## begin SELECTED EXCERPT

January 28, 2008 / 4:17 PM / 12 years ago

PREVIEW-What the Fed is considering at its meeting

* What: The Federal Reserve’s policy-setting Federal Open Market Committee meeting

* When: Jan. 29-30; statement expected around 2:15 p.m. (1915 GMT) on Wednesday

* Expectations for 50 basis point cut in federal funds rate target; size of rate cut may depend on market conditions

By Tamawa Kadoya

NEW YORK, Jan 28 (Reuters) - After a tumultuous week for global stock markets that triggered an emergency rate cut by the Federal Reserve, Wall Street expects the central bank to follow through with more easing this week.

The biggest rate cut in more than 23 years last Tuesday signaled that the Fed will take an aggressive easing stance to prevent the “tail risks” of economic slowdown and financial market turmoil from spreading.

Most dealers expect the Fed to cut the benchmark federal funds rate by 50 basis points to 3.00 percent on Wednesday, while not ruling out a smaller 25 basis point reduction.

“The Fed will likely err on the aggressive side (of easing),” said Dean Maki, chief economist at Barclays Capital in New York. “It is very concerned about addressing downside risks quickly and ... risk is tied into the stock market.”

The FOMC will also see some new voting members from this meeting, as regional Fed presidents rotate each year. Some analysts expect a dissent if the Fed cuts, as some members may be uncomfortable about inflation.

Following are some factors Fed policy-makers are considering:


The Fed slashed interest rates by three-quarters of a percentage point on Tuesday. It also cut the discount rate by 75 basis points to 4 percent.

The European Central Bank and the Bank of England kept rates steady this month.

On Dec. 12, major central banks including the Fed, ECB and the British, Canadian and Swiss central banks jointly announced steps to address rises in interbank lending rates.

As part of the initiative, the Fed created a Term Auction Facility to provide funds more smoothly to banks. It has auctioned $100 billion worth of funds through the facility, which would continue “as long as necessary to address elevated pressures in short-term funding markets.”

## end SELECTED EXCERPT
## begin DATASET CONTENT

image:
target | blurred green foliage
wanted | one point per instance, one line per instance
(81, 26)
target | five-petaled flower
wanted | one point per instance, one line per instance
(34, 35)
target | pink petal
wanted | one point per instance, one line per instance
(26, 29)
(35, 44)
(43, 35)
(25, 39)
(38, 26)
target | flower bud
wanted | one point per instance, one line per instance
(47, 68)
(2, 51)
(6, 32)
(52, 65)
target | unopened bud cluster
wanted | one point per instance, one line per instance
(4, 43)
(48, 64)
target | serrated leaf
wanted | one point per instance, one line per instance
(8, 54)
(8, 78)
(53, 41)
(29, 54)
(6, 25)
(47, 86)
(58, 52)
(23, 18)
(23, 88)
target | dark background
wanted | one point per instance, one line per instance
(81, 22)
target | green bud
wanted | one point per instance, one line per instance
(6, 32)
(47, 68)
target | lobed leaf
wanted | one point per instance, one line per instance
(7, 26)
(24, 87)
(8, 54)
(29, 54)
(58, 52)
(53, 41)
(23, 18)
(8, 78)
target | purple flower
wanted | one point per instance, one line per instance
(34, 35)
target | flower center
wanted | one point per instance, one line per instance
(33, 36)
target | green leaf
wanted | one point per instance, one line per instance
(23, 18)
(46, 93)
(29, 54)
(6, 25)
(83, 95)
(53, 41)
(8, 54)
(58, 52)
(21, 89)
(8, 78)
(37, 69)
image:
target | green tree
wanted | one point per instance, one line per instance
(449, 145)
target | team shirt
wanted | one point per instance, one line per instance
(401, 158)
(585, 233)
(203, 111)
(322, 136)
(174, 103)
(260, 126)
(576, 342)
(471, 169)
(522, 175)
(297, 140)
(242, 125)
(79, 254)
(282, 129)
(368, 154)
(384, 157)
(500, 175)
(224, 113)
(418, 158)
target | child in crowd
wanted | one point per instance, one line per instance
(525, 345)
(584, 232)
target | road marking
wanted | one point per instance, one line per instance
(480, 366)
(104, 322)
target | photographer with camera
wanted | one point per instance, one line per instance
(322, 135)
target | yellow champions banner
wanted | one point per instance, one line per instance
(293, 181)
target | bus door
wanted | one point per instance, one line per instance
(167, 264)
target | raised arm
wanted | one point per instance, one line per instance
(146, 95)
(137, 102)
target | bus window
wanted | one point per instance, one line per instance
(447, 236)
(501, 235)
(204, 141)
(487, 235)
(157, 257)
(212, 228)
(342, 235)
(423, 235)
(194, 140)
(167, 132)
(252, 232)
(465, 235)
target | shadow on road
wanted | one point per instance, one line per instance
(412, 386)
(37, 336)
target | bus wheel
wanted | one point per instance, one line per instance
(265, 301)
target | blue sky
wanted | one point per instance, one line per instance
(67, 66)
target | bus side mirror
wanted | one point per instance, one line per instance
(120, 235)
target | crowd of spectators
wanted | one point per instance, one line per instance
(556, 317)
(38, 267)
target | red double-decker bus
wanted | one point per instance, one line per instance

## end DATASET CONTENT

### AIM
List every distinct amount given in basis points in the Fed meeting preview above, with what each amount refers to.

### ANSWER FOR THE TASK
- 50 basis points: the expected cut in the federal funds rate target, to 3.00 percent
- 25 basis points: the smaller cut that dealers do not rule out
- 75 basis points: the cut in the discount rate, to 4 percent